Record list:
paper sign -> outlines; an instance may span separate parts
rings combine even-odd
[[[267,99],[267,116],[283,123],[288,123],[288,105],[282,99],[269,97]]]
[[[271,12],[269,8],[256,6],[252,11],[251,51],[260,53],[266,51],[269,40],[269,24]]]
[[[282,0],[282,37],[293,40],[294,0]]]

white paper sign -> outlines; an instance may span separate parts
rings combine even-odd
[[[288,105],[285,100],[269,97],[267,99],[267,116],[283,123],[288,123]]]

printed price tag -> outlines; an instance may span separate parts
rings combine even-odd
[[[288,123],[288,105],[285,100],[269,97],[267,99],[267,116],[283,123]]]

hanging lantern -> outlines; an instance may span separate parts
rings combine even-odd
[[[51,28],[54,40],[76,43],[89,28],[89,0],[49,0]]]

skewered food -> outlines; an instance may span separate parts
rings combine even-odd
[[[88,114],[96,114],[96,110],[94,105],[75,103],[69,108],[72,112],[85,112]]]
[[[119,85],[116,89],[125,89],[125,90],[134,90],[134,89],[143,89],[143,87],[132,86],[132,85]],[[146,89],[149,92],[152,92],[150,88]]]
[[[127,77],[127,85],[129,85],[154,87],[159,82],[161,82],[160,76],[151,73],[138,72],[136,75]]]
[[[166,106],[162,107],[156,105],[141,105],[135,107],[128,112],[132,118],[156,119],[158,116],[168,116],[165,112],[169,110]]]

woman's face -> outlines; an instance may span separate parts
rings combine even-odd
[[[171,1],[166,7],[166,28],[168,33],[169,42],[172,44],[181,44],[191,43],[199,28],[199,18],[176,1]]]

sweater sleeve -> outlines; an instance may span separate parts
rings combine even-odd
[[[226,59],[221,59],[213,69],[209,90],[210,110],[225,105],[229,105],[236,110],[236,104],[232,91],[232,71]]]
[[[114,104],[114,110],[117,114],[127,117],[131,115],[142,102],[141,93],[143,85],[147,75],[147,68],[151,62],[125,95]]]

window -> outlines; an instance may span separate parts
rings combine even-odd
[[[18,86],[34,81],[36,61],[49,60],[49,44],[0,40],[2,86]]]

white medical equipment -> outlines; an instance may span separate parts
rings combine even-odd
==
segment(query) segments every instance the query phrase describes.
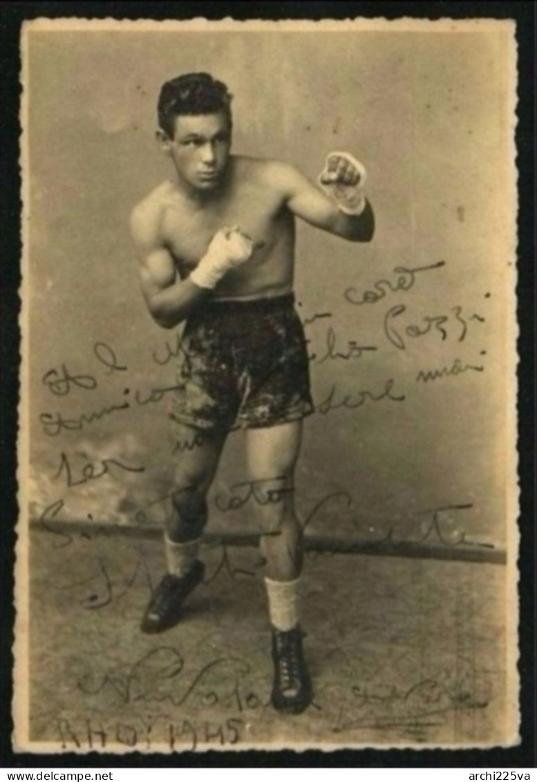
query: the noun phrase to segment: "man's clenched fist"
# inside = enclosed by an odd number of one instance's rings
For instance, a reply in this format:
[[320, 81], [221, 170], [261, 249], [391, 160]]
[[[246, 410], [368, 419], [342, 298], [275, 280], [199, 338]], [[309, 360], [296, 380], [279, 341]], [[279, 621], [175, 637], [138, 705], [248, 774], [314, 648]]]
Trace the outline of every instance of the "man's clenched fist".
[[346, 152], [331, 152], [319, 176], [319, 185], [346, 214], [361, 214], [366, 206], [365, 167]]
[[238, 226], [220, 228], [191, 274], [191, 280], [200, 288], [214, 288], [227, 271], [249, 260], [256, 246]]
--
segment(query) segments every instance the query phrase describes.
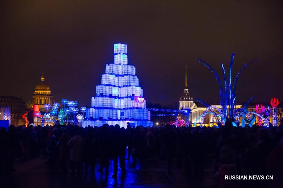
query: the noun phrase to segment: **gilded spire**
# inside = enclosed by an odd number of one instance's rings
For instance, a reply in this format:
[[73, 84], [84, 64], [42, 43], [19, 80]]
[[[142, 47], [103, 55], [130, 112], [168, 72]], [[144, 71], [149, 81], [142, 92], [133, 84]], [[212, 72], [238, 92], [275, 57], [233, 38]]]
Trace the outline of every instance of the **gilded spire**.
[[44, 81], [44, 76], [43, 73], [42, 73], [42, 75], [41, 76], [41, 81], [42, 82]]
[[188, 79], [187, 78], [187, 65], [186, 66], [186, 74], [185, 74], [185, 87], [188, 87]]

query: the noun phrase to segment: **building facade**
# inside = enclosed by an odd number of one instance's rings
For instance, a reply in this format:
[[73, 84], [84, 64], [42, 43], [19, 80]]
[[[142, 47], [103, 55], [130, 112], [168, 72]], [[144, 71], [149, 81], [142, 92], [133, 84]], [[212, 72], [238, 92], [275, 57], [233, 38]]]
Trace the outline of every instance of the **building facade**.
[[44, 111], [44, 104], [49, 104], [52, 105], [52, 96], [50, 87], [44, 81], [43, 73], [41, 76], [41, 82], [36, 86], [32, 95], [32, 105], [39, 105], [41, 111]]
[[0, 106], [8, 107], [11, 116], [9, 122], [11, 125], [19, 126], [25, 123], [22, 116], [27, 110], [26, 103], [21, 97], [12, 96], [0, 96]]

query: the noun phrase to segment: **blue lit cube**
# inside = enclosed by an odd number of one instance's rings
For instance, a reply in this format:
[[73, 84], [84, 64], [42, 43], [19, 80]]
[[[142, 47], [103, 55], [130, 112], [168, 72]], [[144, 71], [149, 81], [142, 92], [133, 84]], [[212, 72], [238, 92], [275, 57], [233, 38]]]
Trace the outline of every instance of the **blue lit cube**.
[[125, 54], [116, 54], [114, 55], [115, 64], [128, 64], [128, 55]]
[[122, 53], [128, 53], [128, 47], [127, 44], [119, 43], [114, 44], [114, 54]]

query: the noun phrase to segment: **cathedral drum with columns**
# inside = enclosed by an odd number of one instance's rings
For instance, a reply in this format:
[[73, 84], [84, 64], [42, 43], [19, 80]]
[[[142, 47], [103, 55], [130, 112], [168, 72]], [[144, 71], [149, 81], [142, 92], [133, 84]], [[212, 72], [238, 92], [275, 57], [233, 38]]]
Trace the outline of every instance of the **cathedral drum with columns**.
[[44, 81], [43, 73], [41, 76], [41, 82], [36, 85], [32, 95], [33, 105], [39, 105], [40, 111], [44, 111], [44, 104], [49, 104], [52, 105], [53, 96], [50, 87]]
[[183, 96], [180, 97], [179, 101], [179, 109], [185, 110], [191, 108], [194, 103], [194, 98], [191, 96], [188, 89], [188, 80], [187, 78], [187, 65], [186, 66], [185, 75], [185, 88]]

What this task involves:
Please count how many lines in the entries above contain the string "Trace", with case counting, and reply with only that number.

Task solution:
5